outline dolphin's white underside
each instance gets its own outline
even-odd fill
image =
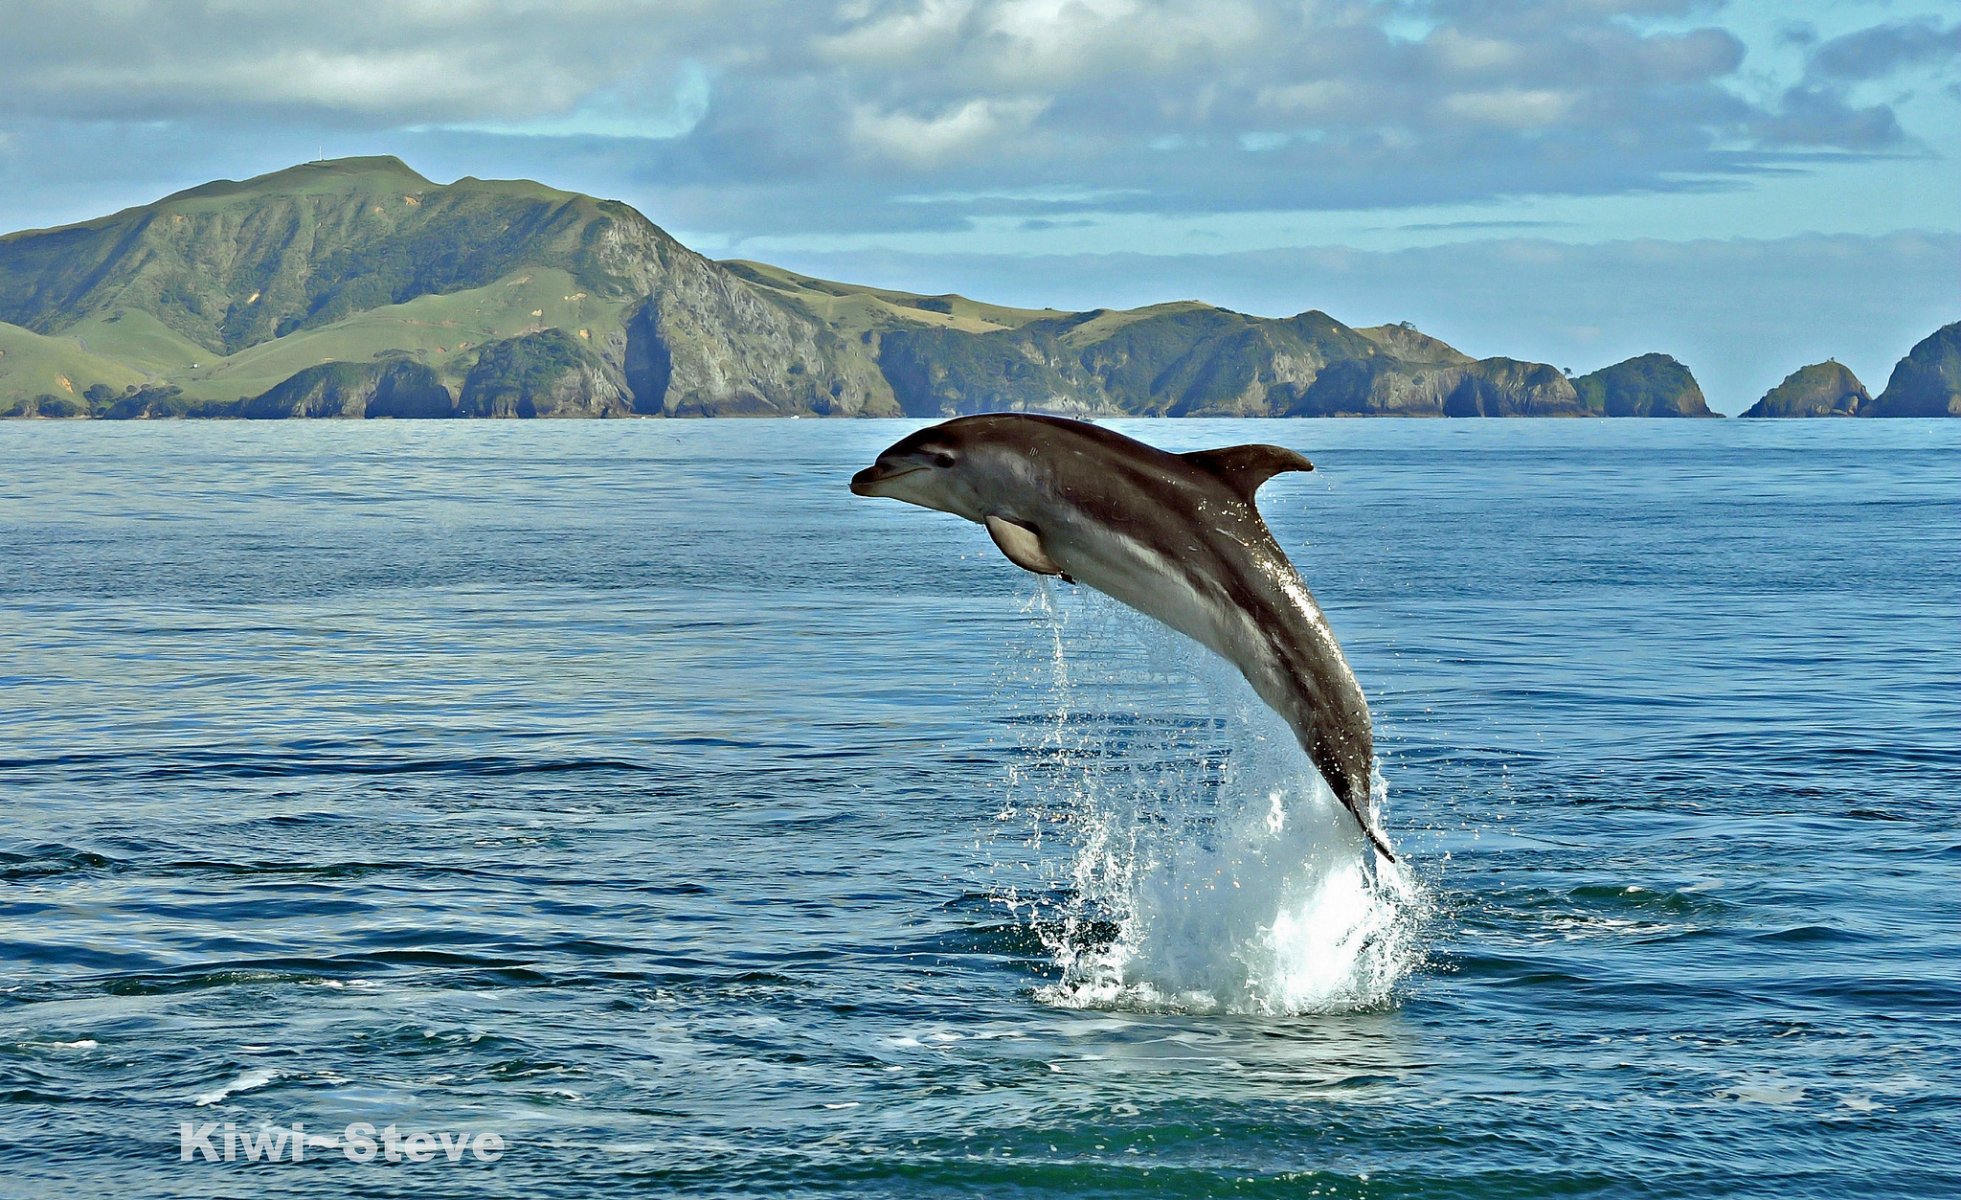
[[[1230,662],[1269,708],[1293,719],[1292,690],[1272,641],[1244,608],[1222,590],[1205,587],[1184,563],[1097,522],[1050,527],[1039,540],[1042,553],[1063,573],[1169,625]],[[1314,635],[1330,636],[1319,608],[1299,582],[1282,582]],[[1331,780],[1330,786],[1339,785]]]

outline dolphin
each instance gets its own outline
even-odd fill
[[[1368,701],[1253,505],[1275,475],[1313,469],[1279,446],[1172,454],[1082,421],[988,413],[901,438],[851,491],[985,526],[1023,570],[1095,588],[1238,667],[1394,862],[1369,821]]]

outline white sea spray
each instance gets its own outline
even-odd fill
[[[1422,892],[1370,854],[1285,723],[1229,665],[1115,602],[1044,585],[1029,613],[1042,649],[1014,669],[1046,671],[1053,711],[1023,726],[1001,819],[1047,873],[1003,889],[1054,959],[1038,996],[1244,1013],[1387,1001],[1420,959]],[[1003,876],[1009,857],[997,843]]]

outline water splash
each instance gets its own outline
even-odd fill
[[[1374,859],[1292,732],[1238,674],[1094,593],[1028,612],[1052,714],[1000,820],[1045,886],[1004,889],[1052,954],[1049,1003],[1247,1013],[1386,1001],[1419,958],[1420,889]],[[1028,678],[1032,677],[1032,678]],[[1141,712],[1139,710],[1142,710]],[[1373,806],[1384,798],[1375,781]]]

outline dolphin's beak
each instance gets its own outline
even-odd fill
[[[914,471],[923,471],[925,469],[920,466],[901,465],[888,467],[884,463],[873,463],[871,466],[866,467],[851,477],[851,494],[854,496],[883,495],[884,493],[877,490],[879,484],[889,483],[901,475],[910,475]]]

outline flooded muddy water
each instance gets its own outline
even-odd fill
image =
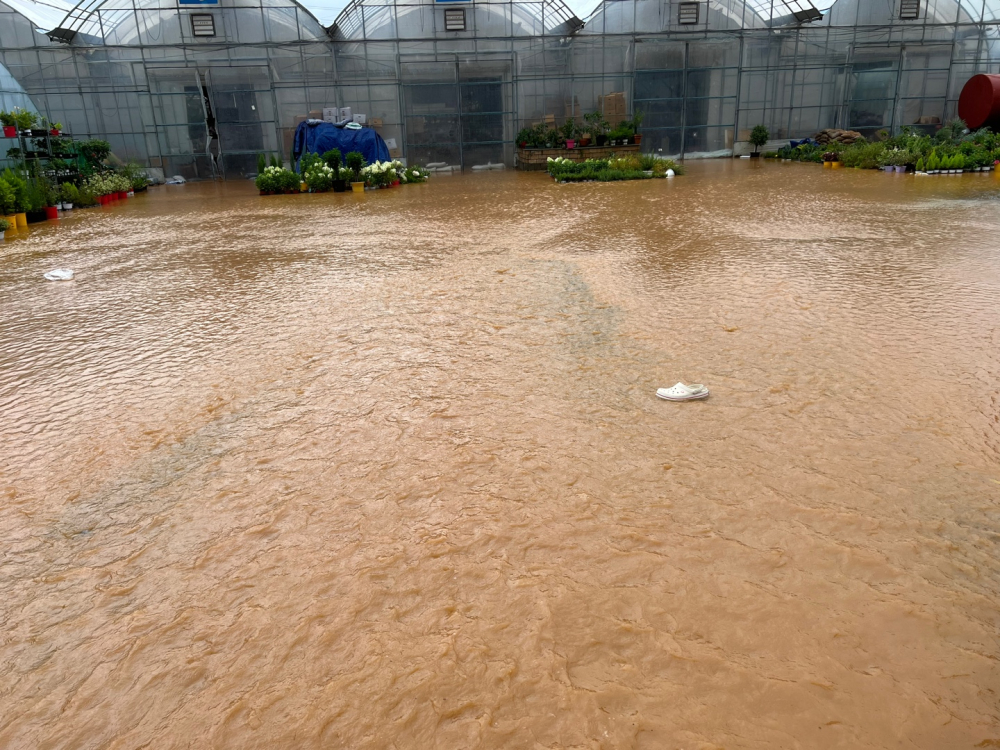
[[[1000,179],[689,170],[0,246],[0,747],[1000,747]]]

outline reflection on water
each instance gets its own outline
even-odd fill
[[[0,747],[1000,746],[998,195],[191,184],[7,242]]]

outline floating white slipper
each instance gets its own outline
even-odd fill
[[[56,268],[55,270],[43,273],[42,276],[49,281],[70,281],[73,278],[73,272],[68,268]]]
[[[698,398],[707,398],[708,388],[701,383],[692,383],[691,385],[678,383],[670,388],[657,389],[656,397],[665,401],[693,401]]]

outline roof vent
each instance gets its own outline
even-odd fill
[[[465,31],[465,8],[449,8],[444,12],[445,31]]]
[[[215,36],[215,16],[211,13],[192,13],[191,33],[195,36]]]
[[[682,26],[698,23],[698,6],[701,3],[681,3],[677,6],[677,23]]]
[[[805,10],[796,10],[792,13],[795,16],[795,20],[799,23],[809,23],[810,21],[819,21],[823,18],[823,14],[820,13],[815,8],[806,8]]]
[[[899,17],[904,21],[920,18],[920,0],[899,0]]]

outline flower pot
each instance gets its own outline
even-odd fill
[[[7,231],[10,232],[11,234],[13,234],[14,232],[16,232],[17,231],[17,217],[14,216],[14,214],[11,214],[10,216],[4,216],[4,218],[7,220],[7,223],[10,224],[10,227],[8,227]]]
[[[31,133],[32,138],[44,138],[49,134],[49,131],[43,128],[32,128],[28,132]]]
[[[823,169],[833,169],[833,162],[832,161],[823,162]]]
[[[521,141],[519,144],[517,144],[517,146],[518,146],[518,148],[527,148],[528,147],[528,142],[527,141]]]
[[[45,218],[46,219],[58,219],[59,218],[59,209],[56,208],[55,206],[46,206],[45,207]]]
[[[399,187],[399,180],[395,180],[395,181],[394,181],[394,182],[392,183],[392,186],[393,186],[393,187]]]
[[[830,168],[831,169],[840,169],[840,167],[841,167],[841,163],[839,161],[831,161],[830,162]]]
[[[363,183],[363,182],[352,182],[351,183],[351,190],[353,190],[355,193],[363,193],[363,192],[365,192],[365,183]]]
[[[590,145],[590,141],[591,141],[590,133],[587,133],[586,135],[581,135],[580,136],[580,147],[583,148],[584,146],[589,146]]]
[[[26,214],[25,212],[22,211],[20,213],[14,214],[14,218],[17,219],[18,229],[24,229],[25,227],[28,226],[28,214]]]
[[[344,193],[347,192],[347,180],[334,180],[333,181],[333,192]]]
[[[17,128],[13,125],[3,126],[3,137],[4,138],[17,138]]]
[[[608,137],[606,135],[597,136],[597,145],[606,146],[608,144]]]
[[[39,222],[46,221],[49,218],[49,214],[44,208],[40,208],[37,211],[28,211],[25,213],[25,218],[29,224],[38,224]],[[56,214],[56,218],[59,218],[58,214]]]
[[[52,128],[52,130],[49,131],[49,135],[59,135],[59,131],[56,130],[55,128]]]
[[[72,210],[73,210],[72,203],[63,203],[63,211],[72,211]]]
[[[306,183],[304,183],[304,182],[300,182],[299,183],[299,192],[300,193],[308,193],[309,192],[309,186]]]
[[[566,148],[576,148],[576,141],[572,138],[566,141]]]
[[[903,174],[906,171],[906,167],[896,167],[896,174]]]
[[[638,146],[639,144],[641,144],[642,143],[642,133],[636,133],[635,135],[633,135],[632,136],[632,143],[634,143],[636,146]]]

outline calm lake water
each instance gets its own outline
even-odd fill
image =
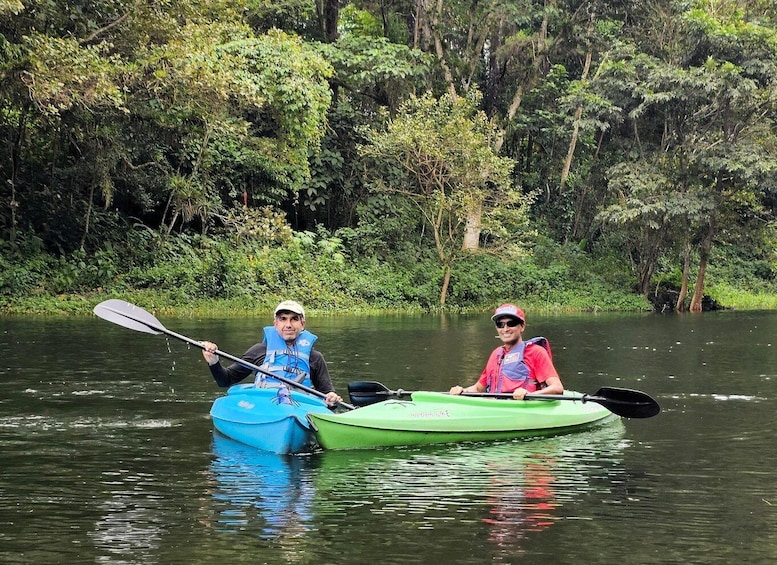
[[[774,563],[777,313],[532,316],[569,389],[662,412],[549,439],[262,454],[214,435],[199,350],[0,318],[0,563]],[[240,355],[264,319],[160,318]],[[447,390],[480,316],[312,317],[336,386]]]

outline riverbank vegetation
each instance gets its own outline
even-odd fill
[[[777,307],[764,0],[0,0],[0,311]]]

Exercise objective
Print every record exactly, without the pictures.

Your solution
outline dolphin's white underside
each instance gets its own outline
even-odd fill
image =
[[[1230,662],[1269,708],[1293,719],[1292,690],[1272,641],[1244,608],[1222,590],[1205,587],[1184,563],[1097,522],[1050,527],[1039,540],[1042,553],[1063,573],[1169,625]],[[1314,635],[1330,636],[1319,608],[1299,582],[1282,582]],[[1331,780],[1330,786],[1339,785]]]

outline dolphin
each instance gets its own outline
even-odd fill
[[[1368,701],[1253,505],[1275,475],[1313,469],[1279,446],[1172,454],[1082,421],[988,413],[901,438],[851,491],[985,526],[1023,570],[1095,588],[1238,667],[1394,862],[1369,821]]]

outline white sea spray
each instance gets its own outline
even-odd fill
[[[1422,892],[1370,854],[1285,723],[1229,665],[1115,602],[1044,585],[1029,613],[1042,649],[1014,669],[1046,671],[1053,711],[1023,726],[1001,819],[1047,873],[1003,889],[1054,959],[1038,996],[1244,1013],[1387,1001],[1420,959]],[[1003,876],[1009,857],[997,843]]]

outline water splash
each instance gets its own outline
even-odd fill
[[[1374,859],[1292,732],[1238,674],[1094,593],[1028,612],[1052,714],[1000,820],[1045,886],[1004,889],[1052,954],[1049,1003],[1247,1013],[1386,1001],[1419,958],[1420,889]],[[1028,678],[1032,677],[1032,678]],[[1141,712],[1139,710],[1142,710]],[[1373,806],[1384,798],[1375,781]]]

outline dolphin's beak
each instance gets its own outline
even-odd fill
[[[914,471],[923,471],[925,469],[920,466],[901,465],[888,467],[884,463],[873,463],[871,466],[866,467],[851,477],[851,494],[854,496],[883,495],[884,493],[877,490],[879,484],[889,483],[901,475],[910,475]]]

outline flooded muddy water
each instance gets its own outline
even-odd fill
image =
[[[1000,179],[689,170],[0,246],[0,747],[1000,747]]]

outline reflection on water
each instance gets its own outline
even-odd fill
[[[0,747],[1000,746],[998,195],[191,184],[7,242]]]

outline floating white slipper
each instance gets its own outline
even-odd fill
[[[56,268],[55,270],[43,273],[42,276],[49,281],[70,281],[73,278],[73,272],[68,268]]]
[[[698,398],[707,398],[708,388],[701,383],[692,383],[691,385],[678,383],[670,388],[657,389],[656,397],[665,401],[693,401]]]

outline roof vent
each instance gets its own outline
even-odd fill
[[[465,31],[465,8],[449,8],[444,12],[445,31]]]
[[[215,36],[215,16],[211,13],[192,13],[191,33],[195,36]]]
[[[682,26],[698,23],[698,6],[701,3],[681,3],[677,6],[677,23]]]
[[[805,10],[796,10],[792,13],[795,16],[795,20],[799,23],[809,23],[810,21],[819,21],[823,18],[823,14],[820,13],[815,8],[806,8]]]
[[[899,17],[904,21],[920,18],[920,0],[899,0]]]

outline flower pot
each instance gets its own outline
even-odd fill
[[[7,231],[10,232],[11,234],[13,234],[14,232],[16,232],[17,231],[17,217],[14,216],[14,214],[11,214],[10,216],[4,216],[4,218],[7,220],[7,223],[10,224],[10,227],[8,227]]]
[[[31,133],[32,138],[44,138],[49,134],[49,131],[43,128],[32,128],[28,132]]]
[[[823,169],[833,169],[833,162],[832,161],[823,162]]]
[[[521,141],[519,144],[517,144],[517,146],[518,146],[518,148],[527,148],[528,147],[528,142],[527,141]]]
[[[45,218],[46,219],[58,219],[59,218],[59,209],[56,208],[55,206],[46,206],[45,207]]]
[[[399,187],[399,180],[395,180],[395,181],[394,181],[394,182],[392,183],[392,186],[393,186],[393,187]]]
[[[830,168],[831,169],[840,169],[840,167],[841,167],[841,163],[839,161],[831,161],[830,162]]]
[[[363,183],[363,182],[352,182],[351,183],[351,190],[353,190],[355,193],[363,193],[363,192],[365,192],[365,183]]]
[[[590,145],[590,141],[591,141],[590,133],[587,133],[586,135],[581,135],[580,136],[580,147],[583,148],[584,146],[589,146]]]
[[[26,214],[25,212],[22,211],[20,213],[14,214],[14,218],[17,219],[18,229],[24,229],[25,227],[28,226],[28,214]]]
[[[344,193],[347,192],[347,180],[334,180],[333,181],[333,192]]]
[[[17,128],[13,125],[3,126],[3,137],[4,138],[17,138]]]
[[[608,137],[606,135],[597,136],[597,145],[606,146],[608,144]]]
[[[39,222],[46,221],[49,218],[49,214],[44,208],[40,208],[37,211],[28,211],[25,213],[25,218],[29,224],[38,224]],[[56,214],[56,218],[59,218],[58,214]]]
[[[52,128],[52,130],[49,131],[49,135],[59,135],[59,131],[56,130],[55,128]]]
[[[72,210],[73,210],[72,203],[63,203],[63,211],[72,211]]]
[[[306,183],[304,183],[304,182],[300,182],[299,183],[299,192],[300,193],[308,193],[309,192],[309,186]]]
[[[566,148],[576,148],[576,141],[572,138],[566,141]]]
[[[903,174],[906,171],[906,167],[896,167],[896,174]]]
[[[638,146],[639,144],[641,144],[642,143],[642,133],[636,133],[635,135],[633,135],[632,136],[632,143],[634,143],[636,146]]]

outline calm lake water
each instance gets its own outline
even-odd fill
image =
[[[774,563],[777,313],[532,316],[569,389],[662,412],[549,439],[262,454],[214,435],[199,350],[0,318],[0,563]],[[240,355],[264,319],[160,318]],[[447,390],[480,316],[312,317],[336,386]]]

outline riverbank vegetation
each instance gets its own outline
even-odd fill
[[[777,307],[764,0],[0,0],[0,311]]]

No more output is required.